PHPWiki table markup parsing gotchas/notes/observations/assumptions.
 
A table starts with a --non-indented-- line ending in a pipe, followed by a ++
more++-indented line Course, the indented line can be as simple as this:
 
a |
 |  <-- interpreted as a cell containing a pipe
end
 
A table continues until:
  +++ - a less-indented line +++
 
  - A non-indented line that doesn't end with a pipe.  The unindented line
    "end" is used here to show when an example ends, and PHPWiki considers
    these to end the table.  Blank lines do not end tables:
 
a |
 b |
 
 c |
end
 
A row continues until:
 - indent level drops (start a new cell on next row)
 - the table ends
 
A cell continues until:
 - |\n<more indent> is encountered (start a new cell on same row)
   - collect this line's content, and exit with more_cells = 1
 - indent level drops (regardless of pipe)
   - immediately return with more_cells = 0, collecting nothing (do not pass Go)
 - a new cell with a follower (therefore ending in a pipe, and followed by a
   more indented line) is encountered
 - the table ends
 
The widest row in the table sets the number of columns.  Any row with less than
this amount will get rendered with the last cell in the row spanning the
remaining room.  This is the only way to cause a colspan.
 
Rowspan can be done across any subset of rows that is top-level or follows
another rowspan, with the caveat noted below.  Rowspan is caused by a drop in
indent level to less than zero.
 
If you don't end a cell's content line with a pipe, then all content up to the
next cell is placed in one cell, and that cell is forced to be the last cell on
the row.  This means in turn that rowspan can only be done with a table at
least 3 columns wide, because:
 
a |
 b
 c
end
 
is parsed as [ a | bc ].
 
All cells in a row except the last are bolded.

(What the task requires): In the PHPWiki table markup notes, what causes a rowspan?

(Record extracts):
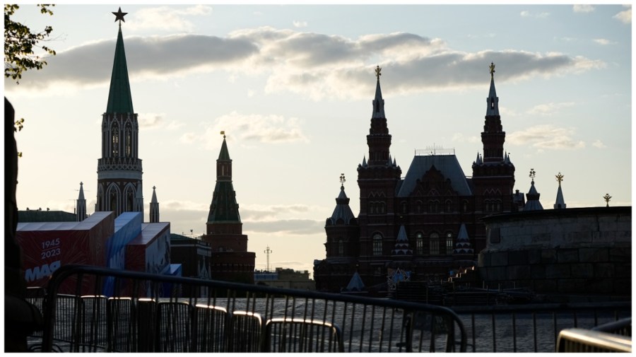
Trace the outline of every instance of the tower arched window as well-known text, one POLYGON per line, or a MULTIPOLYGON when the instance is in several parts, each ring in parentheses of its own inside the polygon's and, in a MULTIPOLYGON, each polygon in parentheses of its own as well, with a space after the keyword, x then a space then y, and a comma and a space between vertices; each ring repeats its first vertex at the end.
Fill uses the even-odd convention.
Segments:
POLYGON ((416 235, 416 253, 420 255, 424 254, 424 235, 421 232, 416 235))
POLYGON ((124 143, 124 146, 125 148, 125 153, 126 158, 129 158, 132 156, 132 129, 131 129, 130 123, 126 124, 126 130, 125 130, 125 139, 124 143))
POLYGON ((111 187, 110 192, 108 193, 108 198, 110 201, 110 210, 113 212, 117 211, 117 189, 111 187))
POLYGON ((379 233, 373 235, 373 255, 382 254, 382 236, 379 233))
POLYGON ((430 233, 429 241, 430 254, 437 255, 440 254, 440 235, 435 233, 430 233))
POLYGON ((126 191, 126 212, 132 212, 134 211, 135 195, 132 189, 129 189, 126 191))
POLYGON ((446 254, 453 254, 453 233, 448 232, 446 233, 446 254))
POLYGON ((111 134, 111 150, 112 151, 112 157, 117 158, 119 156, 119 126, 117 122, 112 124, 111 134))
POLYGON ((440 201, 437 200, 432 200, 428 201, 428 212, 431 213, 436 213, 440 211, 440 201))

(Your response): A drop in indent level to less than zero.